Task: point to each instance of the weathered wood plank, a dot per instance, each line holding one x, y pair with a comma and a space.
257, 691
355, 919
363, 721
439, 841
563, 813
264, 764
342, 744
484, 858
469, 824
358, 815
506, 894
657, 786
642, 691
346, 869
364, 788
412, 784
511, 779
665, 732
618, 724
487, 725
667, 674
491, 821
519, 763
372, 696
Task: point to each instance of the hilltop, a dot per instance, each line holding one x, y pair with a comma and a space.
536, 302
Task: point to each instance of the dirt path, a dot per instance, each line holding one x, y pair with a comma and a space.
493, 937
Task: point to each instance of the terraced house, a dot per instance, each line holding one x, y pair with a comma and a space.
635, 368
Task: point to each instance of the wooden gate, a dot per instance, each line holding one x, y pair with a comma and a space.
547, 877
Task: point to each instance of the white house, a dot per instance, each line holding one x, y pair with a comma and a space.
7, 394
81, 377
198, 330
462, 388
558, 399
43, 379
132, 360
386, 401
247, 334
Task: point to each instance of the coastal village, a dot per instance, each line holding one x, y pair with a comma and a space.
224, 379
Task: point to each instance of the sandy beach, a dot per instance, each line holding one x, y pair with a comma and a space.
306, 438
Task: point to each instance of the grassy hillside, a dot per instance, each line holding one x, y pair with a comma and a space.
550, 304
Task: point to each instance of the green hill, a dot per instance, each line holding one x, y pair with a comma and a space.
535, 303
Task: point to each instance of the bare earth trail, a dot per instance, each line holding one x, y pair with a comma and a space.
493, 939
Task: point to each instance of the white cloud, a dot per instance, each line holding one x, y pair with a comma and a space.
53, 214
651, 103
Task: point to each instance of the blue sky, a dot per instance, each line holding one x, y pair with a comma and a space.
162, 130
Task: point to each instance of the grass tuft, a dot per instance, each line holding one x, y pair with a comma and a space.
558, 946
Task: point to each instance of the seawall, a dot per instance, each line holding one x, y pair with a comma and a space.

◆ ◆ ◆ ◆ ◆

__PROBLEM TO SOLVE__
Without omitting anything, set down all the entries above again.

__EXERCISE SOLUTION__
Task: point to each instance of the weathered wood plank, a dot per instance, each line holding one x, y pair with a comma and a space.
257, 691
355, 919
363, 721
439, 841
563, 813
264, 764
342, 744
484, 858
469, 824
358, 815
506, 894
657, 786
642, 691
346, 869
364, 788
412, 784
511, 779
665, 732
618, 724
487, 725
667, 674
491, 821
519, 763
372, 696
Task: point to each instance of the hilltop, a dot per instance, each line holding one x, y pair with a comma and a space.
536, 302
Task: point to each instance of the dirt path, a dot per instance, each line holding one x, y pair with a comma and a space.
493, 937
Task: point to each instance of the terraced house, a dot per instance, each line holding one x, y pair with a comma and a space.
635, 368
Task: point to each instance of the wooden gate, a dot per instance, each line holding one x, y pair with a comma and a space.
547, 877
Task: point to each instance of the white house, a dot per instance, each line holding one x, y pair with a comma and a space.
7, 394
81, 377
198, 330
462, 388
558, 399
43, 379
132, 360
386, 401
247, 334
Task: point to each instance of the coastal village, a dot per instance, each line holding one x, y pair with a comma and a space.
224, 379
Task: point to each instance of the sandy beach, a dot per instance, each line holding one x, y pair with a comma and a space.
306, 438
Task: point to each instance of the grassy hillside, a dot per instance, each line holding one x, y pair with a comma and a space.
550, 304
Task: point to each instance of the green hill, a dot per instance, each line holding one x, y pair with a comma and a space.
535, 303
Task: point to each instance of the bare earth trail, a dot per instance, each line holding one x, y pair with a comma and a space.
493, 939
Task: point to each instance of the white cloud, a dot per instance, each line holding one x, y pair with a comma and a space.
53, 214
651, 103
Task: point to each instance of the blue sky, a dot per instance, each line holding one x, y pair with a comma and a space.
162, 130
Task: point to each instance of the grass tuft, a dot per instance, each line holding one x, y pair with a comma and a space.
558, 946
Task: point to each instance of the seawall, a dot per instance, each line holding one x, y pair with a comma and a space.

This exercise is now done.